══ DATA IN THIS EXERCISE ══
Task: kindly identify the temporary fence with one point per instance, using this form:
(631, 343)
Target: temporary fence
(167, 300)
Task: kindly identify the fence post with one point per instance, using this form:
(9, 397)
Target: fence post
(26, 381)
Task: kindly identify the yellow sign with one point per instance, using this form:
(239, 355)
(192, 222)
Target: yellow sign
═══
══ DATA IN THIS EXERCISE ══
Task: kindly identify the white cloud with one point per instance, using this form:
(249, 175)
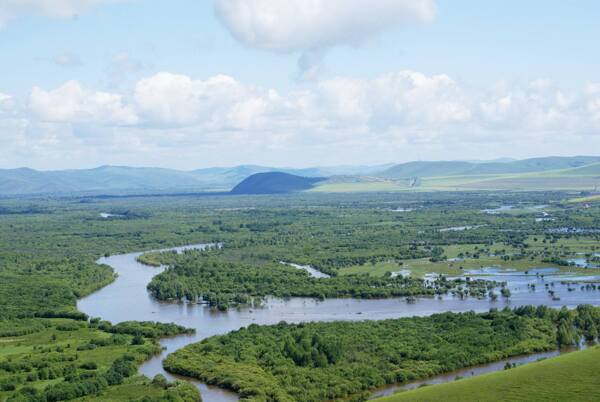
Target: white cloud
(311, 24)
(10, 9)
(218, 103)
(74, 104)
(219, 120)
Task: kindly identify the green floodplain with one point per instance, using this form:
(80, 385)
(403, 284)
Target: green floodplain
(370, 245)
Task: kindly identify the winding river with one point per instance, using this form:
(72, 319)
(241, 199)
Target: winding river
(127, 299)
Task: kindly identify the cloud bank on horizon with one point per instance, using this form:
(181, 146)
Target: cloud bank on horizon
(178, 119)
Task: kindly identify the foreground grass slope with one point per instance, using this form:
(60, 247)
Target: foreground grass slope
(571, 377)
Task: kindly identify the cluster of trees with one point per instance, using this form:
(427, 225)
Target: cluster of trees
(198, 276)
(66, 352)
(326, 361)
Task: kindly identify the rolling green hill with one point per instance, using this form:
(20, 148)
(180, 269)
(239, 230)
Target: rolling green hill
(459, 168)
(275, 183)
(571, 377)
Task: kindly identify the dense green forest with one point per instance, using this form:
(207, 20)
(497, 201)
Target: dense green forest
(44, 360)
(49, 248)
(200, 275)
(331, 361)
═══
From the entries above, restate word for word the lines from the line containing "Target: fence post" to the line containing "Target: yellow sign", both ends included, and nothing more.

Target: fence post
(26, 381)
Task: kindly identify the yellow sign with one point per instance, using this form:
(239, 355)
(192, 222)
Target: yellow sign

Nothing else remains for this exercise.